▶ Material for the task:
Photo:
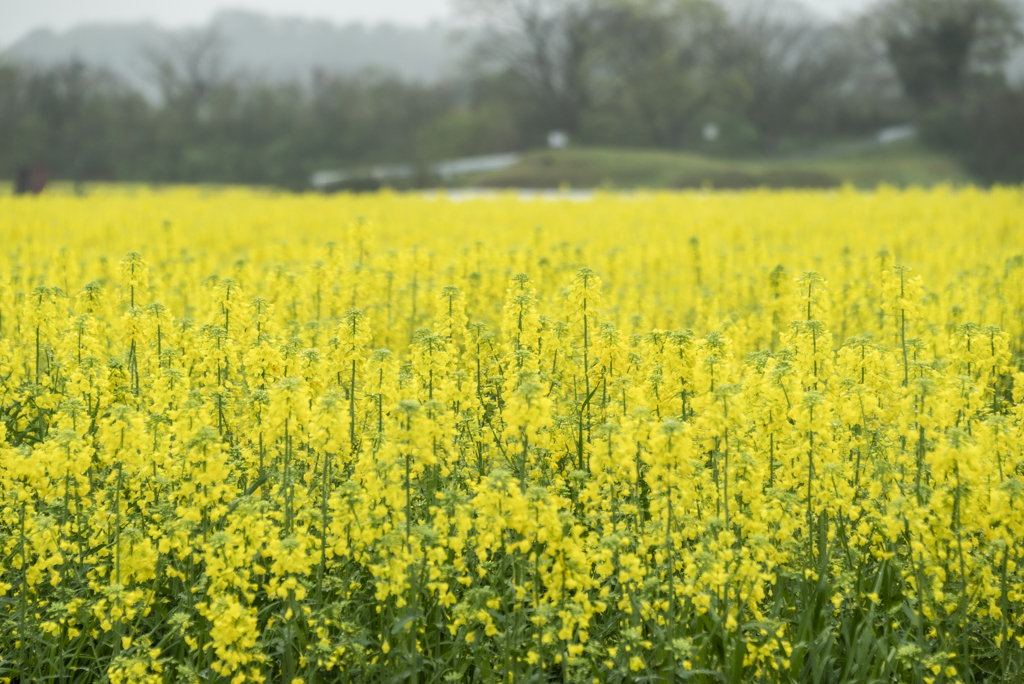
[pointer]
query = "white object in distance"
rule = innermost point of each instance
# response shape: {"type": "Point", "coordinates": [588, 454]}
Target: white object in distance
{"type": "Point", "coordinates": [558, 139]}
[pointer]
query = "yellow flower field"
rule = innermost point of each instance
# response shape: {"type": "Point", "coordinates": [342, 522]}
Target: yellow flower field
{"type": "Point", "coordinates": [761, 436]}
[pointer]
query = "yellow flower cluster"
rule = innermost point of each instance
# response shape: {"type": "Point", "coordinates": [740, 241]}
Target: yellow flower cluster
{"type": "Point", "coordinates": [252, 437]}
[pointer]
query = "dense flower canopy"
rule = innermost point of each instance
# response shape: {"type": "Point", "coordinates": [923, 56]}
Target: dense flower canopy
{"type": "Point", "coordinates": [760, 436]}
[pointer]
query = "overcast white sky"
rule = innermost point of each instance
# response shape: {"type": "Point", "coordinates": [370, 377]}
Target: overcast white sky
{"type": "Point", "coordinates": [19, 16]}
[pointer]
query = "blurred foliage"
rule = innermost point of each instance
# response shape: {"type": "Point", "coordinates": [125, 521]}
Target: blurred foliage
{"type": "Point", "coordinates": [770, 78]}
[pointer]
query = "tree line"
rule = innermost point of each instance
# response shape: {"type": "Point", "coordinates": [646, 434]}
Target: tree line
{"type": "Point", "coordinates": [715, 76]}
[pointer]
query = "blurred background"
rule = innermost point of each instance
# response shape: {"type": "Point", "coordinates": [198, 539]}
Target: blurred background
{"type": "Point", "coordinates": [523, 93]}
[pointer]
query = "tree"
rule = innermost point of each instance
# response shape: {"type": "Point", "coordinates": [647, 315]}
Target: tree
{"type": "Point", "coordinates": [936, 45]}
{"type": "Point", "coordinates": [797, 68]}
{"type": "Point", "coordinates": [549, 44]}
{"type": "Point", "coordinates": [666, 59]}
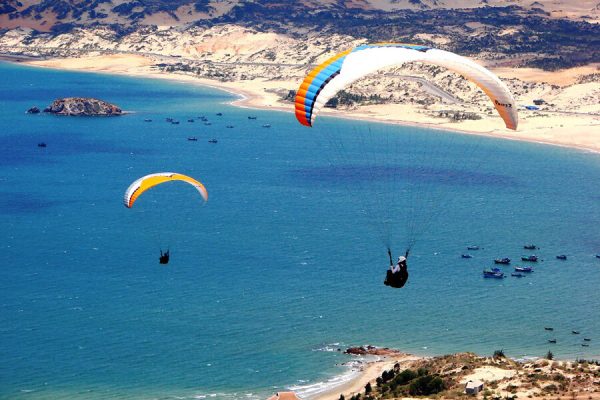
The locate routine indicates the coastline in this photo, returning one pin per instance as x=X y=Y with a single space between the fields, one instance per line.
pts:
x=369 y=370
x=366 y=371
x=568 y=130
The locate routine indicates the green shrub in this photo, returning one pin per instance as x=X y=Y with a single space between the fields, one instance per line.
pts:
x=426 y=385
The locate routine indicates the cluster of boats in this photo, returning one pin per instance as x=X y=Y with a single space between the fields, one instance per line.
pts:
x=574 y=332
x=201 y=118
x=497 y=273
x=519 y=271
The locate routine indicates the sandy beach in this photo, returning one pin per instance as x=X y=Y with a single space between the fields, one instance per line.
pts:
x=368 y=373
x=579 y=130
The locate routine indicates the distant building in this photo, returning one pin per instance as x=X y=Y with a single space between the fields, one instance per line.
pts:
x=284 y=396
x=473 y=387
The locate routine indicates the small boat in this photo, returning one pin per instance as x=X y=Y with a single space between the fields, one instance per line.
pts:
x=531 y=258
x=493 y=273
x=523 y=269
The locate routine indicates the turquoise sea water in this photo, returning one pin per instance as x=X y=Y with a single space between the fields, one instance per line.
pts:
x=279 y=266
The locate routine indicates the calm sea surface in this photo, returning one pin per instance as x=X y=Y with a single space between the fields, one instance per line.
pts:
x=284 y=262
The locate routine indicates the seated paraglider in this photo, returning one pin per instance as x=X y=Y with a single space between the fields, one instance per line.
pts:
x=397 y=275
x=164 y=257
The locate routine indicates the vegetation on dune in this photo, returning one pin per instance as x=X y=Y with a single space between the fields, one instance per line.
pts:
x=526 y=35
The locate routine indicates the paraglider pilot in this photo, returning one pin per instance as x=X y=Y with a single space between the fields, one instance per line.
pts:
x=397 y=275
x=164 y=257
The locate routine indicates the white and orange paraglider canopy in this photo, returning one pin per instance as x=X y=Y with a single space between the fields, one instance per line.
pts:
x=340 y=71
x=149 y=181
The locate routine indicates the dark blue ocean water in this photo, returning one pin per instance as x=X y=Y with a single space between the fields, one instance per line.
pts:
x=282 y=262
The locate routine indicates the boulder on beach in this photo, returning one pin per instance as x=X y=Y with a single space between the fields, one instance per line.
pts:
x=82 y=106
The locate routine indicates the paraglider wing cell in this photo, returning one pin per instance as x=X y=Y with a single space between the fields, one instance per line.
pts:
x=146 y=182
x=340 y=71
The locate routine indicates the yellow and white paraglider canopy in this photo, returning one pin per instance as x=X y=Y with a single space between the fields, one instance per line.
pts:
x=146 y=182
x=340 y=71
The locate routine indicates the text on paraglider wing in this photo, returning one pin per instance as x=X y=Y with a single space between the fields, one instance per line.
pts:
x=508 y=105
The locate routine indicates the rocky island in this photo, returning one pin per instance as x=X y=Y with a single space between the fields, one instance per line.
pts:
x=81 y=106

▶ Work to complete:
Your answer must be an exact copy of the records above, with every picture left out.

▶ Answer to this exercise:
Photo:
[pointer]
query = "white object in distance"
rule = innermost point of each instance
# response shape: {"type": "Point", "coordinates": [588, 454]}
Target: white object in distance
{"type": "Point", "coordinates": [558, 139]}
[pointer]
query = "yellow flower field"
rule = innermost point of each instance
# response shape: {"type": "Point", "coordinates": [342, 522]}
Target: yellow flower field
{"type": "Point", "coordinates": [761, 436]}
[pointer]
query = "yellow flower cluster"
rule = innermost point of each instance
# response shape: {"type": "Point", "coordinates": [740, 241]}
Target: yellow flower cluster
{"type": "Point", "coordinates": [252, 437]}
[pointer]
query = "dense flower canopy"
rule = innermost point of each instance
# response shape: {"type": "Point", "coordinates": [923, 56]}
Target: dense flower canopy
{"type": "Point", "coordinates": [760, 436]}
[pointer]
query = "overcast white sky"
rule = innermost point of each instance
# response shape: {"type": "Point", "coordinates": [370, 377]}
Target: overcast white sky
{"type": "Point", "coordinates": [19, 16]}
[pointer]
query = "blurred foliage"
rule = innermost point of each instance
# response shape: {"type": "Point", "coordinates": [125, 521]}
Target: blurred foliage
{"type": "Point", "coordinates": [770, 78]}
[pointer]
query = "tree line"
rule = innermost point of each instance
# response shape: {"type": "Point", "coordinates": [646, 434]}
Target: tree line
{"type": "Point", "coordinates": [715, 76]}
[pointer]
query = "blurred background"
rule = innermost point of each instance
# response shape: {"type": "Point", "coordinates": [198, 539]}
Target: blurred background
{"type": "Point", "coordinates": [523, 93]}
[pointer]
query = "tree"
rule = innermost point of each instance
# response shape: {"type": "Point", "coordinates": [647, 315]}
Target: tree
{"type": "Point", "coordinates": [936, 45]}
{"type": "Point", "coordinates": [797, 68]}
{"type": "Point", "coordinates": [549, 44]}
{"type": "Point", "coordinates": [666, 59]}
The locate routine indicates the coastline in this photo, returning one pin per instance as x=X y=Y with a single space between the fields, one instance per line.
pts:
x=369 y=370
x=366 y=371
x=568 y=130
The locate routine indicates the green shrub in this photo, returning one pin per instance as x=X y=Y with a single space between the fields, one instance per line.
pts:
x=426 y=385
The locate routine indicates the cluster of boats in this photo, returning one pin per instance as x=X y=Y with a single space between the fields, one instance per line.
pts:
x=574 y=332
x=201 y=118
x=497 y=273
x=519 y=271
The locate routine indicates the sandy beach in this photo, returning one pin per instance as x=X y=Y with a single space between the fields, one instance per line.
pts:
x=368 y=373
x=579 y=130
The locate routine indicates the distant building in this photo, returning one pin per instance as x=X y=Y with a single space between the fields, one instance per line.
pts:
x=284 y=396
x=473 y=387
The locate routine indicates the small boat in this photo, returning one pin per instance as x=X y=Y with a single space between the fields, one instance per line.
pts:
x=531 y=258
x=493 y=273
x=523 y=269
The locate routine indicates the turquoise sea water in this photo, returning one pin per instance as x=X y=Y with a single space between the fields, one instance per line.
pts:
x=279 y=266
The locate routine indicates the calm sea surface in this photo, returning one pin per instance as x=X y=Y with a single space between the fields, one instance per line.
pts:
x=284 y=262
The locate routine indicates the seated paraglider in this photo, returning one pin per instance as x=X y=Y with a single space between the fields, one instance per line.
pts:
x=397 y=275
x=164 y=257
The locate routine indicates the vegetation on dune in this photo, returning one pin per instance as x=X y=Y with a single space between the fields, one instance per line.
pts:
x=526 y=35
The locate routine indicates the paraglider pilot in this photo, returning one pin per instance as x=X y=Y with a single space between the fields, one instance per line.
pts:
x=397 y=275
x=164 y=257
The locate routine indicates the white and orange paraglider canopy in this photo, returning one pin per instance as x=X y=Y with a single space between the fields, one instance per line.
pts:
x=340 y=71
x=149 y=181
The locate routine indicates the dark blue ocean water in this photo, returning one pin per instance as x=X y=Y with a single space between the fields, one instance per line.
pts:
x=282 y=262
The locate routine indicates the boulder on beach in this photo, returning one pin per instance as x=X y=Y with a single space between the fields, one instance per line.
pts:
x=82 y=106
The locate routine indicates the paraglider wing cell in this photo, returning one pin per instance as x=X y=Y with a single space between the fields, one instance per line.
pts:
x=146 y=182
x=340 y=71
The locate routine indicates the yellow and white paraglider canopy in this photo, returning one pin per instance as x=X y=Y with a single space between the fields, one instance per line.
pts:
x=146 y=182
x=340 y=71
The locate routine indicates the text on paraglider wing in this photo, returning one pin per instance as x=X y=Y with a single space between the fields, one instance per line.
pts:
x=508 y=105
The locate routine indicates the rocky island in this photo, returning one pin per instance as x=X y=Y with a single space between the fields, one instance per line.
pts:
x=81 y=106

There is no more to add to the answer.